Exercise = What you print should match the entries exactly, only without the pictures.

──────── Data for the task ────────

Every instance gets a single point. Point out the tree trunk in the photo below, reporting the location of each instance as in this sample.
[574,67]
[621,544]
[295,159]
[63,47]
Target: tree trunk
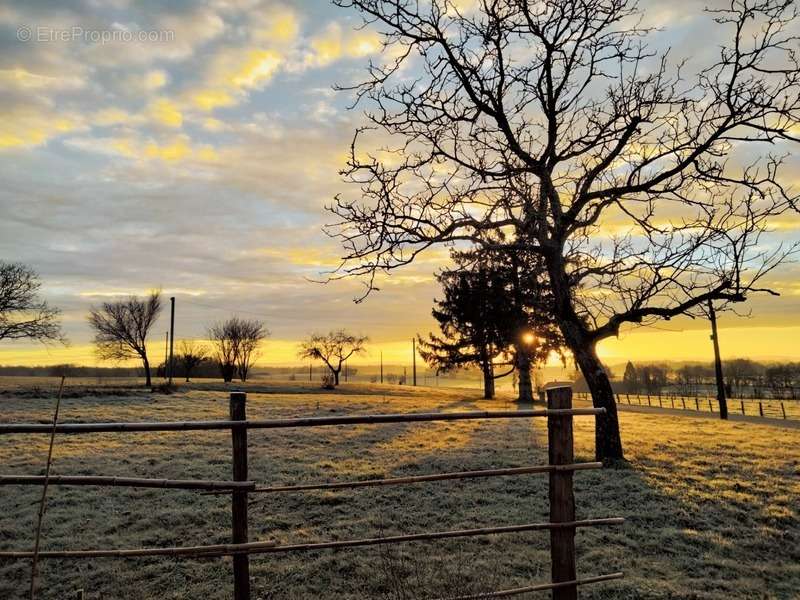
[146,364]
[524,370]
[608,443]
[488,382]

────────

Answer section =
Every instance gets a single point. Point out the tree trunk in the photo below, reporting the location of each instance as in this sample.
[574,67]
[621,544]
[295,159]
[63,47]
Target: tree trunk
[146,364]
[524,370]
[608,443]
[488,382]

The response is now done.